DOCUMENT PASSAGE

——————————

Allowing Ekin array. Documenting axis option.

src/simsopt/field/tracing.py

@@ -261,7 +261,8 @@ def trace_particles_boozer(field: BoozerMagneticField, stz_inits: RealArray,
         tmax: integration time
         mass: particle mass in kg, defaults to the mass of an alpha particle
         charge: charge in Coulomb, defaults to the charge of an alpha particle
-        Ekin: kinetic energy in Joule, defaults to 3.52MeV
+        Ekin: kinetic energy in Joule, defaults to 3.52MeV. Either a scalar (assumed
+              same energy for all particles), or ``(nparticles, )`` array. 
         tol: defualt tolerance for ode solver when solver-specific tolerances are not set
         comm: MPI communicator to parallelize over
         zetas: list of angles in [0, 2pi] for which intersection with the plane
@@ -283,7 +284,9 @@ def trace_particles_boozer(field: BoozerMagneticField, stz_inits: RealArray,
                 `zetas_stop`: whether to stop if hit provided zeta planes
                 `vpars_stop`: whether to stop if hit provided vpar planes
             default solver (rk45) specific options are
-                `axis`: TODO
+                `axis`: If `True`, tracing is performed in coordinates :math:`x = \sqrt{s}\cos(\theta)`
+                           and :math:`y = \sqrt{s}\sin(\theta)` to avoid a coordinate singularity on
+                           the magnetic axis. If `False`, tracing is performed in :math:`(s,\theta)`. 
                 `reltol`: relative tolerance for adaptive ode solver
                 `abstol`: absolute tolerance for adaptive ode solver
             symplectic solver specific options are 
@@ -341,7 +344,10 @@ def trace_particles_boozer(field: BoozerMagneticField, stz_inits: RealArray,
     assert stz_inits.shape[0] == len(parallel_speeds)
     speed_par = parallel_speeds
     m = mass
-    speed_total = sqrt(2*Ekin/m)  # Ekin = 0.5 * m * v^2 <=> v = sqrt(2*Ekin/m)
+    assert np.isscalar(Ekin) or (len(Ekin) == len(parallel_speeds)) 
+    if np.isscalar(Ekin):
+        Ekin = Ekin * np.ones((len(parallel_speeds),))

——————————

Annotation data based on points
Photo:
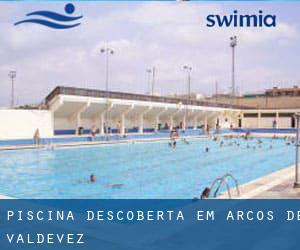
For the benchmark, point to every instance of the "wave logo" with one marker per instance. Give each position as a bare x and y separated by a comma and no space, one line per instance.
53,20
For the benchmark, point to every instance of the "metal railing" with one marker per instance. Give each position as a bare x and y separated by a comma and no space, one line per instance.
131,96
220,182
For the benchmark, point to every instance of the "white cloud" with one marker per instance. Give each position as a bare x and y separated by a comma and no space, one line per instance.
167,35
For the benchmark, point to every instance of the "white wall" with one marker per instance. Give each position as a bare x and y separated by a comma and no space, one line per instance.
22,124
249,122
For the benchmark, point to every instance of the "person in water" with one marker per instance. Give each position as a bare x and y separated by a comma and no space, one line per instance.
205,193
185,141
93,178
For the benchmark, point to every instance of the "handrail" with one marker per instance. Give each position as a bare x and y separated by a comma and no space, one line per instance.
221,180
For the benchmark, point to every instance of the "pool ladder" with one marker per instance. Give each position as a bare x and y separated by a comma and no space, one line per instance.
218,182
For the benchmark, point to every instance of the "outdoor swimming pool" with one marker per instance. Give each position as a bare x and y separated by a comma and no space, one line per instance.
147,170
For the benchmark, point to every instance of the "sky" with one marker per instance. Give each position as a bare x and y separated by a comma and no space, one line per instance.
166,35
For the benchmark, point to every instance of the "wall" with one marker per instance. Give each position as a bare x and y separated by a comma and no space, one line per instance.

——————————

EXERCISE REQUIREMENTS
[a] Using the tracing code change, decide whether each statement agrees with it. Answer yes or no for each, and quote the deciding words.
(i) Ekin defaults to 3.52MeV.
(ii) When `axis` is `False`, tracing is performed in the x and y coordinates.
(iii) A scalar Ekin is taken as the same energy for every particle.
[b] Return each line of the records that contains the string "pool".

TASK SOLUTIONS
[a]
(i) Yes: "defaults to 3.52MeV"
(ii) No: "If `False`, tracing is performed in :math:`(s,\theta)`"
(iii) Yes: "same energy for all particles"

[b]
For the benchmark, point to every instance of the "pool ladder" with one marker per instance. Give each position as a bare x and y separated by a comma and no space, one line per instance.
For the benchmark, point to every instance of the "outdoor swimming pool" with one marker per instance. Give each position as a bare x and y separated by a comma and no space, one line per instance.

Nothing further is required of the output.